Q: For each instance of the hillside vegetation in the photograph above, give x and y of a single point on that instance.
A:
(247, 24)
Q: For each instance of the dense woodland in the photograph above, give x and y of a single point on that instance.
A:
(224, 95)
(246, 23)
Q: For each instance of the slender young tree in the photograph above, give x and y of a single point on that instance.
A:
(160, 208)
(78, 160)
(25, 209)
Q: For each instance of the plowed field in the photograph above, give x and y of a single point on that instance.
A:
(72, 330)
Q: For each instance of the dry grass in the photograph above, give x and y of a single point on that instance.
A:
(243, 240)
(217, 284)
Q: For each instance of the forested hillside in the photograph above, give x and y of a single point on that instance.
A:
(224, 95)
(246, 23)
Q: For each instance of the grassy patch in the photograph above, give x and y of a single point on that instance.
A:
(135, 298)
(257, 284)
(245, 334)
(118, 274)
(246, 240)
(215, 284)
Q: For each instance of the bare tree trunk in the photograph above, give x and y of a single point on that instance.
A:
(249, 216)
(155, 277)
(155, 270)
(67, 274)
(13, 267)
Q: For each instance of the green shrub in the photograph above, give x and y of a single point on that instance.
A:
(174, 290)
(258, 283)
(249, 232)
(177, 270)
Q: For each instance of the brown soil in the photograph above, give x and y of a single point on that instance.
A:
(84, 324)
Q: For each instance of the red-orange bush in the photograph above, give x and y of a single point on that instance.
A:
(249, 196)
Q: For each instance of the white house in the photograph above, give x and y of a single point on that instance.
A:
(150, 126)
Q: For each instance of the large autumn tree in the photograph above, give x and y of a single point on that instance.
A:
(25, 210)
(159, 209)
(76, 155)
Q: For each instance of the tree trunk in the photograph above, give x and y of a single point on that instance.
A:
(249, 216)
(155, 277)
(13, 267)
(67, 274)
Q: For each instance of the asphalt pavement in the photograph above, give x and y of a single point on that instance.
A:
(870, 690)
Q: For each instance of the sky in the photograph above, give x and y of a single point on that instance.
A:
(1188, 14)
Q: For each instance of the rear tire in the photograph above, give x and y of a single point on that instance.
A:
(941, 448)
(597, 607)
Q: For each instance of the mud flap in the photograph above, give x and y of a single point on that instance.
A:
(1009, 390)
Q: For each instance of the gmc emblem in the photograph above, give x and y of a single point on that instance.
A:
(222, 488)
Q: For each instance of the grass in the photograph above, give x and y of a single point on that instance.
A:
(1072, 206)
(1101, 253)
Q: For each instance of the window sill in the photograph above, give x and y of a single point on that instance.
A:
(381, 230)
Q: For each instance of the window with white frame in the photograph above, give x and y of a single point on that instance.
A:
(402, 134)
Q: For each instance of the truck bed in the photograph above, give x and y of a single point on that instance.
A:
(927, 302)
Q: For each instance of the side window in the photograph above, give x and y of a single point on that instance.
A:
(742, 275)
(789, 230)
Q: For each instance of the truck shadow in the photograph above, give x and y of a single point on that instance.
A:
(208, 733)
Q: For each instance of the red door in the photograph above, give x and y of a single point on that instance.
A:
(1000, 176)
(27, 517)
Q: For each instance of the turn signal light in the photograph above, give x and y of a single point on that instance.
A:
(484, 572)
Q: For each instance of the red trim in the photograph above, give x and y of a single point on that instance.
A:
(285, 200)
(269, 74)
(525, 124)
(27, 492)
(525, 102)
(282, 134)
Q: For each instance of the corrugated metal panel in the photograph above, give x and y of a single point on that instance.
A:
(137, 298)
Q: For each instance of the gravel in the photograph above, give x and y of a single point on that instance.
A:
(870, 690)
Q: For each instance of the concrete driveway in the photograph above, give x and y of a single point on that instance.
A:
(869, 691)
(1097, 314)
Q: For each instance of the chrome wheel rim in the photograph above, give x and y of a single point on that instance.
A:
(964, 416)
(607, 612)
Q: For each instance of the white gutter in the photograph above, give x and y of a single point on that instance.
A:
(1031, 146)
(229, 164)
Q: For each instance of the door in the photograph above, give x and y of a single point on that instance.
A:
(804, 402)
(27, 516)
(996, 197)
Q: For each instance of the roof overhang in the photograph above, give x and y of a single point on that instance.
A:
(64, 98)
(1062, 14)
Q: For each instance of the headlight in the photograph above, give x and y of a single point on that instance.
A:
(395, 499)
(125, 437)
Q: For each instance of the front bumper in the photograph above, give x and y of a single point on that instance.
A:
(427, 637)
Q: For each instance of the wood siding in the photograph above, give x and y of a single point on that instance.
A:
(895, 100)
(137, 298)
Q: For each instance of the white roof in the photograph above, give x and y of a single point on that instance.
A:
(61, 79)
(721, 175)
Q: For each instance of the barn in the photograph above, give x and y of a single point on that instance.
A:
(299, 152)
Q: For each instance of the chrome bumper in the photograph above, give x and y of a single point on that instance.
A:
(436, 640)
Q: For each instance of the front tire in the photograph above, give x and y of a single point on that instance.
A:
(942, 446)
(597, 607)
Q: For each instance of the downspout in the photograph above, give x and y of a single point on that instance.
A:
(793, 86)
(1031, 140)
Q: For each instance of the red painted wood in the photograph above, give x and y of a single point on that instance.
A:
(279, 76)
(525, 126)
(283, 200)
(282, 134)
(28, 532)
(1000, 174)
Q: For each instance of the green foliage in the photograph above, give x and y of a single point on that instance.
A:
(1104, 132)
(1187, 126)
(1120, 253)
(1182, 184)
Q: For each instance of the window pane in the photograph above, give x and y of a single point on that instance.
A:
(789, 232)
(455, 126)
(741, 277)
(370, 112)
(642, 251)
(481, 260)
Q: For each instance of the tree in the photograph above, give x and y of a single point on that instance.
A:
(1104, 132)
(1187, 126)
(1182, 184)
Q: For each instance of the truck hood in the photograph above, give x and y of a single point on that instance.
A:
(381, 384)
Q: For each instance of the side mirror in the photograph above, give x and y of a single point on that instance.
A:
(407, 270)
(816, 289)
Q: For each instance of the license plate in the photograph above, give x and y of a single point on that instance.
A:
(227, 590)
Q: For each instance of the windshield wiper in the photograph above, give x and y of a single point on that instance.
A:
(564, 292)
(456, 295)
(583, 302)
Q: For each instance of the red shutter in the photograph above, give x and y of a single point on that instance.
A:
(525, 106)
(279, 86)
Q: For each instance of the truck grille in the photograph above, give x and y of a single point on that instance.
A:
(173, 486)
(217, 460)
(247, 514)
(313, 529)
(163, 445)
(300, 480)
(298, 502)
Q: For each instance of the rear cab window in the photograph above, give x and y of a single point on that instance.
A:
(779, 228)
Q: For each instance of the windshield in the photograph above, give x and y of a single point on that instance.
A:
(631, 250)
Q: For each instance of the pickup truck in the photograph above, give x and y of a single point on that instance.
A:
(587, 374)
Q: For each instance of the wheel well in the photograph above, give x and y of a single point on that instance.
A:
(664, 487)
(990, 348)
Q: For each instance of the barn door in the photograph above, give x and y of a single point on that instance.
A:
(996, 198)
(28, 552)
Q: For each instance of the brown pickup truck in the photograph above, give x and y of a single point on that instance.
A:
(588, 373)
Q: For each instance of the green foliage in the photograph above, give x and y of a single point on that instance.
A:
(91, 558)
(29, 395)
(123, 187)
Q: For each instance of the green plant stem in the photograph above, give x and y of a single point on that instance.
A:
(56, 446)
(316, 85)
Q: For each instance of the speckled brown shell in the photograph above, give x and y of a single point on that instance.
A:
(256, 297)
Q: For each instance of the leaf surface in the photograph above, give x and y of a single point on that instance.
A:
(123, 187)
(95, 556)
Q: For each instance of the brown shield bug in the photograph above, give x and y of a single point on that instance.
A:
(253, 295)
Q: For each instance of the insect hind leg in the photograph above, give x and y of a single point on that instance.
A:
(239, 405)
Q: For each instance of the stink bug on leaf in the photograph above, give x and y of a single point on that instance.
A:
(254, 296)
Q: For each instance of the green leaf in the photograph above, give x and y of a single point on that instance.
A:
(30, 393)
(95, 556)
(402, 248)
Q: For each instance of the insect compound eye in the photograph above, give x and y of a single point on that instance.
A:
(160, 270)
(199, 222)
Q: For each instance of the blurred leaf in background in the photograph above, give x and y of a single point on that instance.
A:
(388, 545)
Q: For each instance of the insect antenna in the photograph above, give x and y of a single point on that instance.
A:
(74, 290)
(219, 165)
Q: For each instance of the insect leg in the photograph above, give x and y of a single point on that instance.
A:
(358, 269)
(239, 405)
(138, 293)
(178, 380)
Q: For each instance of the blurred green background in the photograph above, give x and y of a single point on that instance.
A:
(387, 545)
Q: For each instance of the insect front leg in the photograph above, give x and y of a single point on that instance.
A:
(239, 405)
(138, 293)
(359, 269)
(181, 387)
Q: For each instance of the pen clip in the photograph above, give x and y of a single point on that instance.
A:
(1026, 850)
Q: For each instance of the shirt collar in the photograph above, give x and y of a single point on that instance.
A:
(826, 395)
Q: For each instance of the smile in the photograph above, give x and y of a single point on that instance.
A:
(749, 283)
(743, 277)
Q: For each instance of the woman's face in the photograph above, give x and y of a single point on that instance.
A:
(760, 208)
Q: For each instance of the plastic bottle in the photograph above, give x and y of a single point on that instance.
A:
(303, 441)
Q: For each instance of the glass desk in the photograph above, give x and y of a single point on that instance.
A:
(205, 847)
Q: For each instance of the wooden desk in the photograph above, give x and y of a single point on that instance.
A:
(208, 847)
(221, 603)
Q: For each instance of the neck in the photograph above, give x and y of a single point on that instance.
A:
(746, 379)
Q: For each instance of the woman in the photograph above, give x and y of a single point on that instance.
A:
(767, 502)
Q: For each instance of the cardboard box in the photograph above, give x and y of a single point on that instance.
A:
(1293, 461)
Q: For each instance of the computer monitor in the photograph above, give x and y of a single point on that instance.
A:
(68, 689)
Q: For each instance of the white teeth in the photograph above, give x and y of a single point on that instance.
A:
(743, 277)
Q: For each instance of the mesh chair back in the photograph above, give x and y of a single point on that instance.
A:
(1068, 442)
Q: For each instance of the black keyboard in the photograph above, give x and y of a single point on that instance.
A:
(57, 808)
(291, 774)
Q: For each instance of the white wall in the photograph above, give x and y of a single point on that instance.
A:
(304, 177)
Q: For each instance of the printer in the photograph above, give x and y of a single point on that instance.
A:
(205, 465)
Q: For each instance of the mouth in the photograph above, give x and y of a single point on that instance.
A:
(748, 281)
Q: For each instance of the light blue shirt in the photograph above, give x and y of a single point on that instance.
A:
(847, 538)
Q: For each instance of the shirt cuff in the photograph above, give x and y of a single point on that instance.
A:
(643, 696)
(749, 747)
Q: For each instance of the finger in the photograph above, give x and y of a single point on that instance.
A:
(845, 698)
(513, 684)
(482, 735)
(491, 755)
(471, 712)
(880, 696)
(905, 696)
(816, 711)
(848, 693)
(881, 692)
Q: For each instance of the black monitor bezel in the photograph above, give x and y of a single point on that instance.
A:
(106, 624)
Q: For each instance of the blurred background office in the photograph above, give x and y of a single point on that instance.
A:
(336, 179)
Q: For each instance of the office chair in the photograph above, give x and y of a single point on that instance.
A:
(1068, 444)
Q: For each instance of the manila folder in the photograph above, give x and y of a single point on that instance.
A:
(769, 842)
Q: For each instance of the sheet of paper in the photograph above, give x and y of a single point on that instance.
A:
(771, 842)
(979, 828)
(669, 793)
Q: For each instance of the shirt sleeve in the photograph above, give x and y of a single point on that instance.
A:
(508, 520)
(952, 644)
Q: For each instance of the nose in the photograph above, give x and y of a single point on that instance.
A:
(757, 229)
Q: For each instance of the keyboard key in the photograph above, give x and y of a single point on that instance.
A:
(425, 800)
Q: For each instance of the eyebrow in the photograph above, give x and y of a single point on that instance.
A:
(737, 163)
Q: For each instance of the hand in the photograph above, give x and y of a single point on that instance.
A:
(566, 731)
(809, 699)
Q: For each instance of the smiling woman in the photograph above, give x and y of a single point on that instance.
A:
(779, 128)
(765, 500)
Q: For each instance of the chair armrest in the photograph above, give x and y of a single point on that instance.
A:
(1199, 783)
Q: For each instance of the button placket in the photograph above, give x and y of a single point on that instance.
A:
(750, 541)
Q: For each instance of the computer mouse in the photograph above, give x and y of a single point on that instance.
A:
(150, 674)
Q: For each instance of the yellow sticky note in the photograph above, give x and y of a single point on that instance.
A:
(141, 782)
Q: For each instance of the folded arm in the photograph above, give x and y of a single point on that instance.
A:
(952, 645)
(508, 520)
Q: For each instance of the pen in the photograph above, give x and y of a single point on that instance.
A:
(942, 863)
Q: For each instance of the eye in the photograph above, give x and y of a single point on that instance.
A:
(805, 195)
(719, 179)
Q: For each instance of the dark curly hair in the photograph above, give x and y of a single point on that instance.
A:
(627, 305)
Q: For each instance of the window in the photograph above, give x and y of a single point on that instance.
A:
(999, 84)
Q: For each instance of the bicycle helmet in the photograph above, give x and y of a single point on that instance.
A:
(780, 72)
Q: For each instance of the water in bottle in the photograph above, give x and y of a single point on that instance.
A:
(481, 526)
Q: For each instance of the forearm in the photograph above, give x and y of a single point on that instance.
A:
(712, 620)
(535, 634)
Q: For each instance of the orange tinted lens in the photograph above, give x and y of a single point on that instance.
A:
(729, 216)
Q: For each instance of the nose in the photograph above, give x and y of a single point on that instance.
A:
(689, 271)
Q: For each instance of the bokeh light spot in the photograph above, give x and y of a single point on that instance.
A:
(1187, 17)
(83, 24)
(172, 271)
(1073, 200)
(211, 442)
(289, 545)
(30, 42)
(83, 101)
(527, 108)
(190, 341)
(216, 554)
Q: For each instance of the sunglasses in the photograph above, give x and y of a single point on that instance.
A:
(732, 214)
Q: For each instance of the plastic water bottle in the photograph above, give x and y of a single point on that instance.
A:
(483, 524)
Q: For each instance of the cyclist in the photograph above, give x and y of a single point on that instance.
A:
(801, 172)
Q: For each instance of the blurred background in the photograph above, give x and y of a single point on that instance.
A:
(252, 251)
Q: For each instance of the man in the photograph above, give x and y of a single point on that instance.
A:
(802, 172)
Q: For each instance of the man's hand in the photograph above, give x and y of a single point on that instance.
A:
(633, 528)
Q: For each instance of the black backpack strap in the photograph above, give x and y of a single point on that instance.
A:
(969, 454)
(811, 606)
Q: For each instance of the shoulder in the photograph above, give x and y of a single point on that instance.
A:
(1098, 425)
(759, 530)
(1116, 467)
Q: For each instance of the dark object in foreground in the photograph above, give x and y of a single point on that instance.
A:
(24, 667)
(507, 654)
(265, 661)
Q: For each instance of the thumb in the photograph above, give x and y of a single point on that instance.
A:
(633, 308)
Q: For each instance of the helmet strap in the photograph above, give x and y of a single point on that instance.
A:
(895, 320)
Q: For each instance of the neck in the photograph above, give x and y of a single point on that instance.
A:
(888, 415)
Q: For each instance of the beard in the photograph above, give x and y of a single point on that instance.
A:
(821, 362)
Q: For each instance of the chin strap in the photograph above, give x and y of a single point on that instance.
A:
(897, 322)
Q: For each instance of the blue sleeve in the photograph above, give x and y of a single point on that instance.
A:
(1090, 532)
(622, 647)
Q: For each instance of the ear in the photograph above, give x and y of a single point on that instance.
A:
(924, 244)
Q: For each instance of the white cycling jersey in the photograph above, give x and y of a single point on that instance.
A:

TASK BRIEF: Please return every line of the records that contains the word "desk".

EXERCISE ANSWER:
Q: For each instance of the glass desk in the photograph above, give x and y of a single point on that instance.
Q: For each instance of the wooden desk in the photograph above, give x and y of a single point on that instance.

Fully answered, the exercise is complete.